TEKS BACAAN →
>>>>
Menanggapi hal ini media tentunya bisa membaca situasi tentang apa yang khalayak ingin ketahui. Keterkaitan antara media dengan terorisme sarat akan aspek bisnis, dimana melalui pemberitaanya tentang masalah terorisme di media akan mendapat perhatian utama dari khalayak karena menyangkut keselamatan, keamanan dan kesejahteraan khalayak. Namun, ada kemungkinan juga komunitas jurnalis kurang menyadari bahwa pemberitaannya telah “menjaga” semangat bertempur dan eksistensi kelompok teror.

Dalam pengamatan penulis terhadap trend pemberitaan media massa dalam dan luar negeri akhir-akhir ini, ada beberapa pemberitaan media massa yang secara langsung mempengaruhi terjaganya semangat bertempur kelompok teror.

Meskipun memiliki nilai berita yang tinggi dan mengejutkan, salah satu pemberitaan media massa asing yaitu Majalah Forbes pada 6 November 2015 yang menulis pemimpin ISIS Abu Bakr al-Baghdadi masuk dalam daftar orang-orang paling berpengaruh di dunia versi majalah Forbes (6/11/2015). Dia berada di urutan ke-57. Al-Baghdadi memproklamirkan diri sebagai khalifah dari Negara Islam Irak dan Syam.

Dia juga banyak merekrut orang untuk masuk ke dalamnya dalam waktu yang singkat. Pejuang ISIS al-Baghdadi ini telah menyita bagian timur Suriah dan barat Irak. Dia juga melakukan penjualan minyak di pasar gelap dengan total pendapatan USD 1.000.000 per hari. Abu Bakr al-Baghdadi dulu dikenal dengan nama Dr Ibrahim.

Kemudian dalam upaya untuk mengklaim dirinya sebagai keturunan Muhammad, baru-baru ini sebagai Abu Bakr Al-Baghdadi Al-Husseini Al-Qurashi. Sekarang mengklaim dirinya sebagai Amir al-Mu'minin Khalifah Ibrahim. Menurut biografi yang diposting di forum jihad pada Juli 2013, ia meraih gelar master dan PhD dalam studi Islam dari Universitas Islam Baghdad di pinggiran Adhamiya. Laporan menunjukkan bahwa dia adalah seorang ulama di Masjid Hanbal Ahmad ibn Imam di Samarra pada sekitar waktu invasi pimpinan AS ke Irak tahun 2003. Pemberitaan ini secara langsung jelas "menguntungkan" pencitraan kelompok teror tersebut dan berita tersebut disadur oleh beberapa media di Indonesia.
<<<<
KUMPULAN DATA →
>>>>
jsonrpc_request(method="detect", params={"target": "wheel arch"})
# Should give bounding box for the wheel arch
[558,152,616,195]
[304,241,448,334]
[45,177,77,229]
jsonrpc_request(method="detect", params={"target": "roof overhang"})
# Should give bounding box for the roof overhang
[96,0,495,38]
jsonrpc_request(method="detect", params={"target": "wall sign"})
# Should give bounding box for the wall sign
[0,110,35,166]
<<<<
>>>>
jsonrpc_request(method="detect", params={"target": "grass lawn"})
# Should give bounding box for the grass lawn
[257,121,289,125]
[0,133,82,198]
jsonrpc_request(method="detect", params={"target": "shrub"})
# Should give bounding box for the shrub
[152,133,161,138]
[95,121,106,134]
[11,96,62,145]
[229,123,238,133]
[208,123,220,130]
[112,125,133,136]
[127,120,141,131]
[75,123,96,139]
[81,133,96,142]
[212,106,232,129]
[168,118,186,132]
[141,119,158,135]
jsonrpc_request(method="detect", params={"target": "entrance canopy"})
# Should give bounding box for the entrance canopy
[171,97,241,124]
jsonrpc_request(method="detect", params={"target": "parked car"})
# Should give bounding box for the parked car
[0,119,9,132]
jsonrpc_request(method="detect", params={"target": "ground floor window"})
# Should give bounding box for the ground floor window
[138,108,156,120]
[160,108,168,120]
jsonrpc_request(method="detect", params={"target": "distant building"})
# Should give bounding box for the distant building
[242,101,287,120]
<<<<
>>>>
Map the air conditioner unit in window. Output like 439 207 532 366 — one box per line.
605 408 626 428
<<<<
PETUNJUK KERJA →
**1.** Sebutkan semua nama pemimpin ISIS yang tercantum dalam teks bacaan tentang media dan terorisme, termasuk nama lamanya dan nama yang kemudian diklaimnya.
**2.** Geser setiap koordinat kotak pembatas pada jawaban dalam daftar sebesar -15. Tuliskan kembali hanya baris-baris daftar tersebut beserta permintaannya, dimulai dari baris yang memuat "Map the air" dan berlanjut sampai baris yang memuat "605 408 626 428".

HASIL YANG DIHARAPKAN →
**1.**
Abu Bakr al-Baghdadi
Dr Ibrahim
Abu Bakr Al-Baghdadi Al-Husseini Al-Qurashi
Amir al-Mu'minin Khalifah Ibrahim

**2.**
Map the air conditioner unit in window. Output like 439 207 532 366 — one box per line.
590 393 611 413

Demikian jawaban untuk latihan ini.